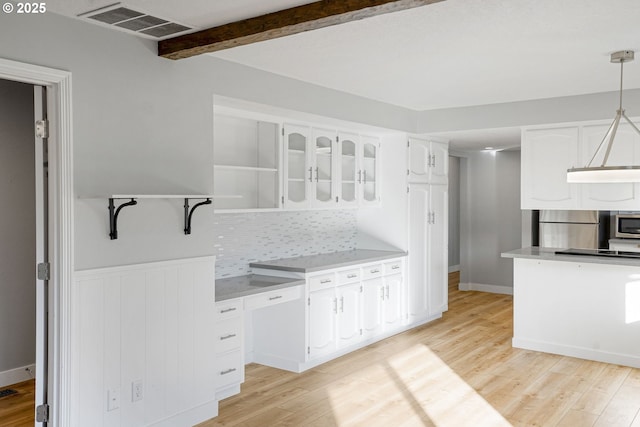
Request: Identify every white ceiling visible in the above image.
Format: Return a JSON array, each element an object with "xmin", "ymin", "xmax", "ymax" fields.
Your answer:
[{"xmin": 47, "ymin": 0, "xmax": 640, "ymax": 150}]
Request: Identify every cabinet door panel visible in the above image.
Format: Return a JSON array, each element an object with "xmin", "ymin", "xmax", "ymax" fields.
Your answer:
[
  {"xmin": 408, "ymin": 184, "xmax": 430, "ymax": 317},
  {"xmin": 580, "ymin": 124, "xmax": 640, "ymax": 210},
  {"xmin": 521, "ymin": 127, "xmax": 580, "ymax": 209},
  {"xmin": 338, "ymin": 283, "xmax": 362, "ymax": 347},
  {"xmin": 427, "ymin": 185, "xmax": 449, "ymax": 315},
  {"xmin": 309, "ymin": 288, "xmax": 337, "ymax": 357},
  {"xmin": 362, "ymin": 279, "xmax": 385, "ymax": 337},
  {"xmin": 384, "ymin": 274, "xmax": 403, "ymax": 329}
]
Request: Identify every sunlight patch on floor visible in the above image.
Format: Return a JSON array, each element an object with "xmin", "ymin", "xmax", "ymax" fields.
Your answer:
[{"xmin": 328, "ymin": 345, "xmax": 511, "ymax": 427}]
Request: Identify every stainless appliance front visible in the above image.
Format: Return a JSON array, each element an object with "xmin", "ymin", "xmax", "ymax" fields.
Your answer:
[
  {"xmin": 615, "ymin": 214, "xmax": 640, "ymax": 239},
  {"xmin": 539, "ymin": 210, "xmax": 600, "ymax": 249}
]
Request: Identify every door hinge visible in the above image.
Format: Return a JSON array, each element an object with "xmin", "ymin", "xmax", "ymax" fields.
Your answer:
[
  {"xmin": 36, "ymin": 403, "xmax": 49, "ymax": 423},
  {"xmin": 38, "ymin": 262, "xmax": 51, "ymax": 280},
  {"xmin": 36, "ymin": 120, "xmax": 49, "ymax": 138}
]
----------
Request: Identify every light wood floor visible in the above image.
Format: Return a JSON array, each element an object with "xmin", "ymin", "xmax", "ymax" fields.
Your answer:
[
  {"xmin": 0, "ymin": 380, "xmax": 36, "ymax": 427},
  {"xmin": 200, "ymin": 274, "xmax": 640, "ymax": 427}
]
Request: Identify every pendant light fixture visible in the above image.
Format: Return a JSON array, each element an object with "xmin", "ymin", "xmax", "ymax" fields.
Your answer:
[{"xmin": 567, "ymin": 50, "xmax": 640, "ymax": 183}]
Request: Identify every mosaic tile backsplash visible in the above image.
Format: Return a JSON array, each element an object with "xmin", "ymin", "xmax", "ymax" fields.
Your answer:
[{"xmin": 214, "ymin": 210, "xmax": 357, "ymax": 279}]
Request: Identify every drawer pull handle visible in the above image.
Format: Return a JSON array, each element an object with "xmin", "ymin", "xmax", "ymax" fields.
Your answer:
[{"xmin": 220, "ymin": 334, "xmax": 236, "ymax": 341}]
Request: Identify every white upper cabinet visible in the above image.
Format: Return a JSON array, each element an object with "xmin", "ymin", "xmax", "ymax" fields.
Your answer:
----------
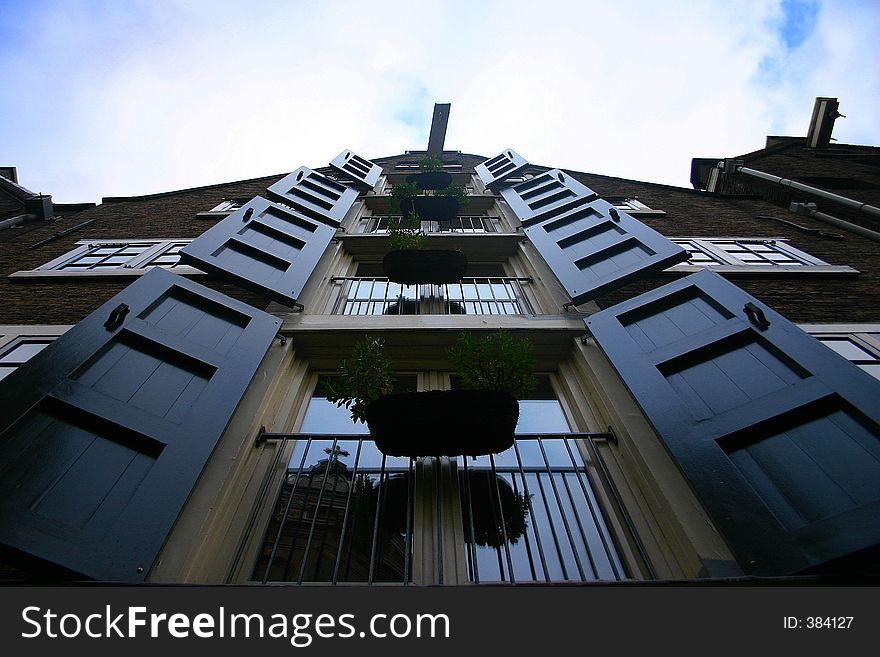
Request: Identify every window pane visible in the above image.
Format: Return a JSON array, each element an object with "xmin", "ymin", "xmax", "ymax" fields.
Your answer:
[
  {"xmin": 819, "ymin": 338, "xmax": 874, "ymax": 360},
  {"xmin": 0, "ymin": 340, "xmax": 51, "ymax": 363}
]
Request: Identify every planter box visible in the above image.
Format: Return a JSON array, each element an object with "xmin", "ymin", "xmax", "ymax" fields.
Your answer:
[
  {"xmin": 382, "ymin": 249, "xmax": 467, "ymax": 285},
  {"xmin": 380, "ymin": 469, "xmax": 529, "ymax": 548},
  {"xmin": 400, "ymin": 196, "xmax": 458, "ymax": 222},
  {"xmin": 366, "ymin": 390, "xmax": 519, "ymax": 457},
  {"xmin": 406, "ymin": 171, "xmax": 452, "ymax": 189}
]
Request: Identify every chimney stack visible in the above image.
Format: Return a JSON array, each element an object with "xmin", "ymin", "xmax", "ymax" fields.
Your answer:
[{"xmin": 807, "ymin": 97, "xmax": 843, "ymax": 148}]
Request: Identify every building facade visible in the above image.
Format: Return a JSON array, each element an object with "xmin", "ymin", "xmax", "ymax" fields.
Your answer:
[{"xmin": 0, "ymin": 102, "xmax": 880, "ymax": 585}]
----------
STATED GOAL:
List each line of the material above that contains the word "door" and copy every such line in full.

THE OUTPUT:
Request: Identify every cabinet door panel visible in the above image.
Request: Identify every door hinge visible in the above image.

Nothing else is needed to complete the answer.